And finally, the notion that BEV have any kind of lead or even any kind of staying power is completely silly. Only about 1% of the cars in the world are plug-in vehicles of some kind, and there are numerous types of transportation needs that batteries are totally incapable of meeting. This is most notable in areas such as long-haul trucking, ships, planes and trains. There are so many sectors where BEVs are nowhere to be found and only a few sectors were they see any success at all. In fact, in some areas companies are switching from batteries to fuel cells, such as in the forklift industry, simple because the benefits of fuel cells surpass that of batteries. So it doesn't take long to realize we only require that FCEVs become better vehicles than BEVs for their supposedly insurmountable "lead" to fall apart. If anything, FCEVs can displace BEVs rapidly.
Which takes me to the central point that I am trying to make: When advocates of a technology are only citing old or irrelevant facts, playing the role of naysayers or even luddites, and are regularly caught lying or distorting facts, it usually means we are seeing the end of that technology. Just like supporters of the Blackberry or Windows Phone raged against the iPhone, pro-BEV supporters are raging against FCEVs. And in both phones and cars the reaction from opposing fans really means that they are secretly afraid of the incoming new technology.
Personal Observation: The loudest pro-BEV advocates are secretly climate change deniers (2nd Edition) Pt. 2
And finally, they've show no interest in solving problems that can't be solved with batteries, even if it kills people. And I do mean that last part. Dozens of people died in the cold snap in February of this year, mostly due to the failing power grid that can't generate enough electricity in the cold. The same is true of the heat waves of late last year, where air conditioning demands exceeded the grid's ability to power them. These problems simply can't be solved by batteries or more electrification. However, none of these issues are ever address by the loudest pro-BEV advocates. Even worse, any real solutions that people do bring up are immediately dismissed, often in a manner that is highly unscientific. It is as if they rather see people die than to question batteries. Which brings up a major issue: How can you serious about global warming if you don't care to save anyone in it? It's seems doubtful such callous people have any real concern about the environment.
There is however, one thing that is highly consistent with their behavior. That is, their behavior is highly consistent with pure greed. If you see them as people who just want to get rich or famous, and don't care how it happens, then things make a lot more sense. It would explain why they aren't concerned about the poor or people with different lifestyles. It also explains their personal lifestyles which is highly environmentally unfriendly. And finally they only care for solutions that benefit BEVs or batteries because it benefits their bottom line. Their pro-BEV behavior is really just to defend their investments or the businesses they own, and often nothing more. At best, they're ambivalent about climate change and they put their personal goals above it.

**PROMPT:** Write the next passage of the post on battery-electric vehicle advocates, beginning immediately after its final sentence.

[Point-per-instance localization data]
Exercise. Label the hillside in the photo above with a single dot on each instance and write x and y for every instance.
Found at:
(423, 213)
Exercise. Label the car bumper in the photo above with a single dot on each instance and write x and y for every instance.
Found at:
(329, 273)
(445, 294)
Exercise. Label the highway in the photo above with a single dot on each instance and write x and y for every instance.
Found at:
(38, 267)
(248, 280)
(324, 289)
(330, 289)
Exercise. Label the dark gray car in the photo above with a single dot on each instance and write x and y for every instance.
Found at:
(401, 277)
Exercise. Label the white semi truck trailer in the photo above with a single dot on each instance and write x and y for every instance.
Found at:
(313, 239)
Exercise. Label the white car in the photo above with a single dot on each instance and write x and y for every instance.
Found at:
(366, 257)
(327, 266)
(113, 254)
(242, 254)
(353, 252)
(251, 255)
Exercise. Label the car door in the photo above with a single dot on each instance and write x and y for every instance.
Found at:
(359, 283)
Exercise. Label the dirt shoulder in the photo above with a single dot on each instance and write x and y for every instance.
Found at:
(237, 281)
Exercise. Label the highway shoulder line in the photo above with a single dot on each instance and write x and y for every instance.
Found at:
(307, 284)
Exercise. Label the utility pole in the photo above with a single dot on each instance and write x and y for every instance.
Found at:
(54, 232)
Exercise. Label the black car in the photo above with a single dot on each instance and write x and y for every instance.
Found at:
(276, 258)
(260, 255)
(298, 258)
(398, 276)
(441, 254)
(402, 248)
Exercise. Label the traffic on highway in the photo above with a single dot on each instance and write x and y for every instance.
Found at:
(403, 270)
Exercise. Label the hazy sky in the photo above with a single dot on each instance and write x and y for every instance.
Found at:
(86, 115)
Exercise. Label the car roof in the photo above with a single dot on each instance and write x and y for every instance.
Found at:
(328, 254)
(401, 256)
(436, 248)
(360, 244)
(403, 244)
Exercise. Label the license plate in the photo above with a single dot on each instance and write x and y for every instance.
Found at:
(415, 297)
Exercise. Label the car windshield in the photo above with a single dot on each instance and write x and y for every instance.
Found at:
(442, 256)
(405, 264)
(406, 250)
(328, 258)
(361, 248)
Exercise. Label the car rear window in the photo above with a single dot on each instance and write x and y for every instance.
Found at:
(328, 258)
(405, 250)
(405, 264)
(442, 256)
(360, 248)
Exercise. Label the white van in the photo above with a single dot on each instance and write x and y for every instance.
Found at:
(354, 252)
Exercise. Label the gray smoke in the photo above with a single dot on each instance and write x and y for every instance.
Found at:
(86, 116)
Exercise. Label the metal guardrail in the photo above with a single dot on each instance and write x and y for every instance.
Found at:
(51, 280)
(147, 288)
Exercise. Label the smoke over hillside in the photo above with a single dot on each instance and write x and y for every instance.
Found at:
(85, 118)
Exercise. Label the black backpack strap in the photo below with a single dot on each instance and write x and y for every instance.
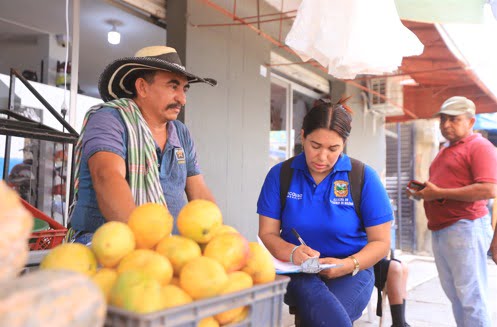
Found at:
(356, 179)
(285, 180)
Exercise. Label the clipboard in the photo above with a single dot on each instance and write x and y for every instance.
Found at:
(290, 268)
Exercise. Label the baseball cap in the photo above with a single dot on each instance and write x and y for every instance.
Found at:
(456, 106)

**YOUR RESPONSE:**
Anyways, if there is a conclusion to this rant, it's that these people are simply not allies in the fight against climate change. If anything, they are an obstacle to serious solutions to fight climate change. People who are serious about fighting climate change should have a very different set of beliefs. They should be able to change their minds if the facts don't suit their existing worldview. They should be able to accept ideas that have been shunned by other groups, like nuclear power or fuel cells. That's because this is a pure physical and scientific problem where public opinion is not an authority. Furthermore, they should be able to abandoned ideas that clearly won't work, even if there are greedy investors who insist that they will. And finally, they should be more concerned about helping people along them way, not about forcing morals onto others. That's because fighting climate change is not about getting rich or famous, but rather about providing greener ways for people to live their lives. This means green technology need to adapt to needs of the masses, not the other way around.
Personal Observation: The loudest pro-BEV advocates are secretly climate change deniers (2nd Edition) Pt. 1
This is an updated version of a previous post.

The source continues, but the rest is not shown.